Les nouveaux restos fantômes
Qui n’a pas vu sa consommation de repas livrés augmenter pendant la pandémie ? Le marché a doublé depuis l’arrivée de la COVID-19 et le chiffre d’affaires devrait atteindre plus de 10 millions de dollars en 2025, une hausse de près de 70 %, par rapport à 2021. Rien d’étonnant à cela, mais vous êtes-vous déjà demandé d’où vient votre poulet au beurre favori ? Il pourrait avoir été préparé dans un restaurant virtuel !
Il s’agit d’un établissement qui propose un menu complet, mais qui n’existe pas dans un lieu physique. Il n’a ni salle à manger ni serveurs. En général, il n’a même pas de vitrine, même s’il possède une cuisine où des chauffeurs viennent chercher les repas commandés par des clients par l’entremise d’applications de livraison comme Uber Eats. En avril 2021, le Groupe St-Hubert s’inspirait de ce concept pour lancer MALGAM La centrale bouffe : plusieurs enseignes populaires cuisinent dans un même endroit des plats destinés à être livrés à domicile ou récupérés sur place par des clients.

# Données à analyser
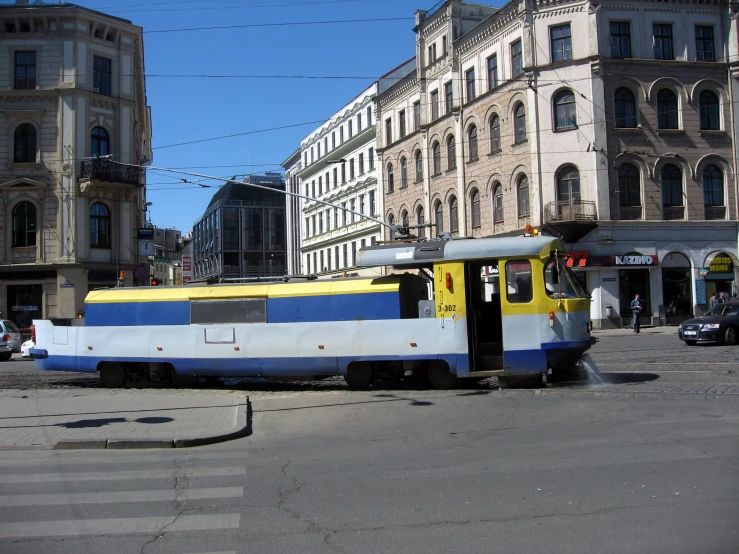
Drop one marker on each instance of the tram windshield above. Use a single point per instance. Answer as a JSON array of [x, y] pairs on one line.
[[562, 283]]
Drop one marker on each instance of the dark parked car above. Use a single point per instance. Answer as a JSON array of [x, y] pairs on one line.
[[719, 324]]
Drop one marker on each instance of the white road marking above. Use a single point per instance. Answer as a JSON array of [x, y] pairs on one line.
[[120, 475], [120, 496], [119, 526]]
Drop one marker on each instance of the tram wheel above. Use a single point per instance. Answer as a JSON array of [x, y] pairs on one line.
[[439, 375], [359, 375], [113, 375]]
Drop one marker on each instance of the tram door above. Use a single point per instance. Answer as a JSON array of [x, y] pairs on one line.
[[484, 316]]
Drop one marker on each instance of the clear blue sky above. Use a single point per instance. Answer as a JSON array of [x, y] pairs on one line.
[[192, 108]]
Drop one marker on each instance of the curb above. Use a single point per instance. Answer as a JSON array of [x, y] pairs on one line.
[[243, 417]]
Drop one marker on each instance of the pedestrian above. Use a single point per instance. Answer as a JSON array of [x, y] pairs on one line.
[[635, 310]]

# Consigne
Reprenez l'extrait sur les restaurants fantômes et prolongez-le à partir de sa dernière phrase. Le matériel fourni n'est pas nécessaire.

# Réponse
Pourquoi cette ruée sur la restauration virtuelle ? Parce que le modèle est hyperflexible. Le fait d’exister uniquement sur le Web signifie qu’on peut modifier le concept d’un restaurant à l’envi sans y laisser sa peau d’entrepreneur. Si un ingrédient devient trop cher ou si un produit n’est plus de saison, on peut changer la carte sans avoir à réimprimer le menu. Grosses économies ! Pas besoin de dépenser pour des décorations, de la vaisselle, de la verrerie et du mobilier, ni d’embaucher serveurs et maîtres d’hôtel. Les exploitants se concentrent seulement sur le recrutement et le maintien en poste des cuisiniers, de même que sur l’achat d’ingrédients et d’appareils de qualité.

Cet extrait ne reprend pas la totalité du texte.